**SET TASK**.
Which lines of the records contain the word "white"? Report each of them in full.

:: MATERIAL TO PROCESS

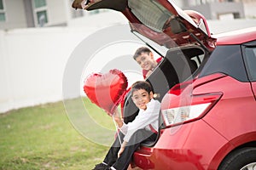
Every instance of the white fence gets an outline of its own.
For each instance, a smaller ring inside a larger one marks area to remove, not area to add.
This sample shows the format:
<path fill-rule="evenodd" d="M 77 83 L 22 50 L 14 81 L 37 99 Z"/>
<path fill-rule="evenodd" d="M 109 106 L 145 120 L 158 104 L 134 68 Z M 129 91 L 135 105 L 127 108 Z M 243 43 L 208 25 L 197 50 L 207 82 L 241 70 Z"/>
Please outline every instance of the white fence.
<path fill-rule="evenodd" d="M 254 20 L 209 21 L 213 32 L 255 26 Z M 213 28 L 213 29 L 212 29 Z M 62 76 L 74 48 L 96 29 L 0 31 L 0 113 L 62 99 Z"/>

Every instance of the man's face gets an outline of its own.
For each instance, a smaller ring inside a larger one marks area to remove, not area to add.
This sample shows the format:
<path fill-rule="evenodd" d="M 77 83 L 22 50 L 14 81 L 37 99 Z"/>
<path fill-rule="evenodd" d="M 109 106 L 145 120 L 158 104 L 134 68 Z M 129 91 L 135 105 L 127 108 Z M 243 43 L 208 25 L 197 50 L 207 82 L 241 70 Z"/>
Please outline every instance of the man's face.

::::

**REPLY TO THE EXERCISE**.
Every instance of the white fence gets an outline of its own.
Please outline every instance of the white fence.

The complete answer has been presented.